EXERCISE DATA:
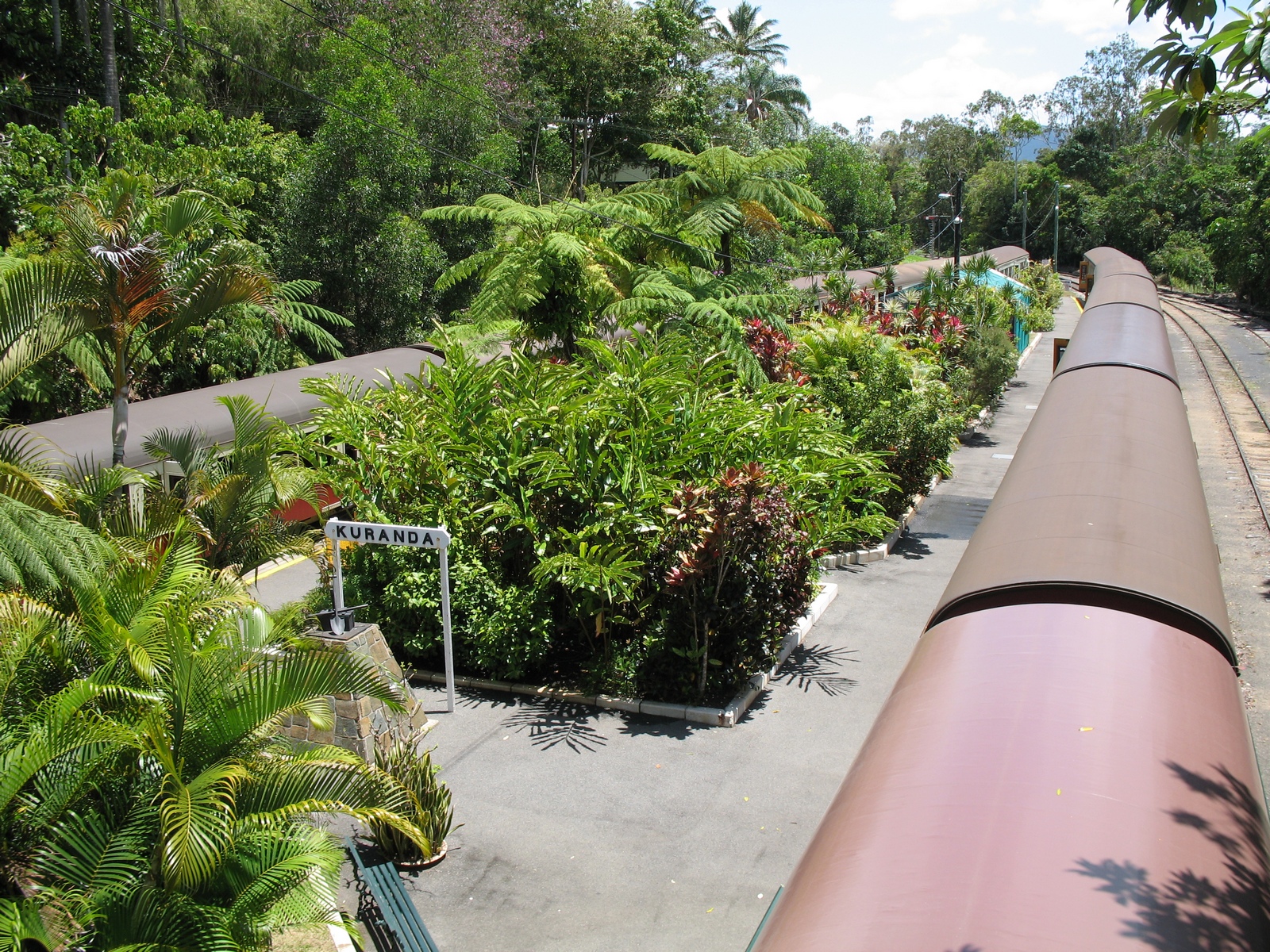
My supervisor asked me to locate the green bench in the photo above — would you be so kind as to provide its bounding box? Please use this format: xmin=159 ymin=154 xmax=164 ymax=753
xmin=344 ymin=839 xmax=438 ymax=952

...

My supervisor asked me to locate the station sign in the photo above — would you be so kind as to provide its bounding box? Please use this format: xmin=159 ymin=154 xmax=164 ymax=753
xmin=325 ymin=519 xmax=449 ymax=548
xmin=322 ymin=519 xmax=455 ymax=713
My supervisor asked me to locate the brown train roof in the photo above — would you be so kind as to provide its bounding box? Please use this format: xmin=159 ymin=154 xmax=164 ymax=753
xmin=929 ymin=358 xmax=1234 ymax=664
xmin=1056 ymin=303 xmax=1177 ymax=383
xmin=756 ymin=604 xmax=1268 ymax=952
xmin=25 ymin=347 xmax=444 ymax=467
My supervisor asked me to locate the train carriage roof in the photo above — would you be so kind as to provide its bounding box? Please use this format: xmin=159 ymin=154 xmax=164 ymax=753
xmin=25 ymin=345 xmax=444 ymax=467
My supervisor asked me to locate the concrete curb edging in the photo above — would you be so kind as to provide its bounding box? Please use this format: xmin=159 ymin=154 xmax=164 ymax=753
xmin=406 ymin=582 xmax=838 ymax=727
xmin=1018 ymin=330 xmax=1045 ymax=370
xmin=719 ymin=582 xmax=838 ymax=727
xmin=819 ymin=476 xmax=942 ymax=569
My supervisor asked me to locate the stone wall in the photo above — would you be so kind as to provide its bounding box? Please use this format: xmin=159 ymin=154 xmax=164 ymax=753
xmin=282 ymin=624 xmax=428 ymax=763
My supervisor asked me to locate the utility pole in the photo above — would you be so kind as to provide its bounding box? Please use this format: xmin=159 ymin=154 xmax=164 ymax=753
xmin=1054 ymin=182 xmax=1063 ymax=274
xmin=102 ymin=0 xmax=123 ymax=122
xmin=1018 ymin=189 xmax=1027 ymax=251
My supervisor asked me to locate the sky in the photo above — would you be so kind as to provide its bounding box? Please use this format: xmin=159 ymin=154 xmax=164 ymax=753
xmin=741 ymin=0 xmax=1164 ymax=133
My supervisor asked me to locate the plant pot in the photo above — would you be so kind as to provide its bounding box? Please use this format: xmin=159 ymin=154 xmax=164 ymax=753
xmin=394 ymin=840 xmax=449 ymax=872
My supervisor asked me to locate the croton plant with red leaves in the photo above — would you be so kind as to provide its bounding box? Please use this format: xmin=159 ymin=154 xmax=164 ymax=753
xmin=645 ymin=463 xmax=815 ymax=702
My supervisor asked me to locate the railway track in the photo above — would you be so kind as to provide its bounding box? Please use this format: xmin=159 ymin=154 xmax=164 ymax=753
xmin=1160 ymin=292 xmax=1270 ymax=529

...

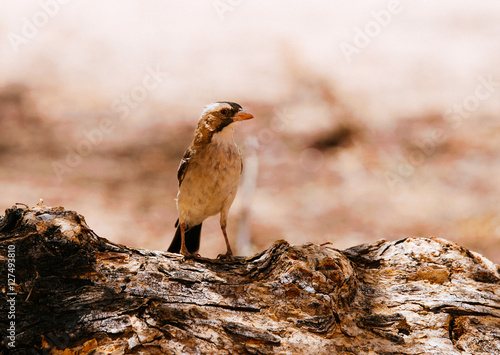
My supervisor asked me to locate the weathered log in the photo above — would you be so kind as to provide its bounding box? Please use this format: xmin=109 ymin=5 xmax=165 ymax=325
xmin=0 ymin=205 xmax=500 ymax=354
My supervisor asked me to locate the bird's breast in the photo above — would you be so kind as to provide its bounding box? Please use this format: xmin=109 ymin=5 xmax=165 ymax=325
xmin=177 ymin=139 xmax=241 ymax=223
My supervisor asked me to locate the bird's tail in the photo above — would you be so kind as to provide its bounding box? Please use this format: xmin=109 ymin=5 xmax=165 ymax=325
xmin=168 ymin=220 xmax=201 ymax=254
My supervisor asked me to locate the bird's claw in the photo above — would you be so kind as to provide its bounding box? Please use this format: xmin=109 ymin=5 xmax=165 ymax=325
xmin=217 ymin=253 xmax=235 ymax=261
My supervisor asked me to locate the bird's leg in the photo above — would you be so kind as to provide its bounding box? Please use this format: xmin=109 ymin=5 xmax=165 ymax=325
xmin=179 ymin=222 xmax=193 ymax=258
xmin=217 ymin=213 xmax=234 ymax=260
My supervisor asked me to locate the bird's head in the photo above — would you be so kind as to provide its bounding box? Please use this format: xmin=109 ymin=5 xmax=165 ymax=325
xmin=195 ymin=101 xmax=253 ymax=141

SHORT EXERCISE: Reproduce the part that opens with the line containing "My supervisor asked me to locate the green" and closes with the line containing "xmin=344 ymin=839 xmax=438 ymax=952", substituting "wooden bench" for "green bench" and leaving everything else unchanged. Provide only those lines.

WRITTEN ANSWER:
My supervisor asked me to locate the wooden bench in the photo above — would you be so kind as to provide its bounding box? Please use this format: xmin=159 ymin=154 xmax=164 ymax=753
xmin=344 ymin=839 xmax=438 ymax=952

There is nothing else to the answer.